Se la bioplastica o il prodotto da essa ottenuto soddisfa i requisiti summenzionati, allora viene certificata come compostabile a livello industriale secondo in ottemperanza alle norme EN 13432 o EN 14995 (equivalente inglese ASTM D 6400). Attenzione: la compostabilità industriale è vincolata a un preciso spessore massimo dello strato.
Da cosa riconosco una bioplastica?
Le bioplastiche sono quindi o bio-based, o biodegradabili o entrambe le cose insieme. Pertanto, la sola indicazione “bioplastica“ spesso non è univoca. L’utilizzo di marchi di conformità di determinati enti o istituzioni riconosciuti consentono di classificare ovvero identificare l’origine delle materie prime. Oltre ai marchi di conformità per le plastiche biodegradabili e compostabili, già intorodotti da tempo, esistono anche appositi marchi per le bioplastiche ottenute da materie prime rinnovabili.
Valore aggiunto sostenibile e percorsi alternativi per i rifiuti
In virtù delle loro proprietà e caratteristiche specifiche, le bioplastiche hanno permesso ai trasformatori di considerare nuovi ambiti applicativi. A seconda dell’applicazione, indicano vie alternative alle plastiche a base petrolchimica, affermandosi già in molte applicazioni.
Al di là dell’immagine, le bioplastiche moderne vantano molteplici funzioni aggiuntive che creano un valore aggiunto nei prodotti finali. Oltre alle proprietà appena menzionate, le bioplastiche offrono ulteriori vantaggi tecnici rispetto alle plastiche convenzionali; per citarne solo alcuni, ricordiamo la traspirabilità naturale e il piacevole effetto naturale “soft touch”, che dona ai film in bioplastica una picevole sensazione aptica al tatto. Un ulteriore vantaggio è dato dalle opportunità di smaltimento alternative: basti pensare alla possibilità di riciclare le bioplastiche negli impianti di compostaggio o attraverso lo sfruttamento energetico. Sono in particolare le plastiche bio-based a contribuire ad usare in modo efficiente le risorse e a preservarle, poiché i loro componenti principali sono rinnovabili.

[Contenuto del dataset]:

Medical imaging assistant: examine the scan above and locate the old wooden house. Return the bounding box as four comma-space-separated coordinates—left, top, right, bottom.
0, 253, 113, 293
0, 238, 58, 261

[Consegna]: Ricopia dal testo sulle bioplastiche il passo che va da "Le bioplastiche sono" fino a "in molte applicazioni." incluso. Le righe non hanno alcun ruolo in questo esercizio.

[Soluzione esercizio]:
Le bioplastiche sono quindi o bio-based, o biodegradabili o entrambe le cose insieme. Pertanto, la sola indicazione “bioplastica“ spesso non è univoca. L’utilizzo di marchi di conformità di determinati enti o istituzioni riconosciuti consentono di classificare ovvero identificare l’origine delle materie prime. Oltre ai marchi di conformità per le plastiche biodegradabili e compostabili, già intorodotti da tempo, esistono anche appositi marchi per le bioplastiche ottenute da materie prime rinnovabili.
Valore aggiunto sostenibile e percorsi alternativi per i rifiuti
In virtù delle loro proprietà e caratteristiche specifiche, le bioplastiche hanno permesso ai trasformatori di considerare nuovi ambiti applicativi. A seconda dell’applicazione, indicano vie alternative alle plastiche a base petrolchimica, affermandosi già in molte applicazioni.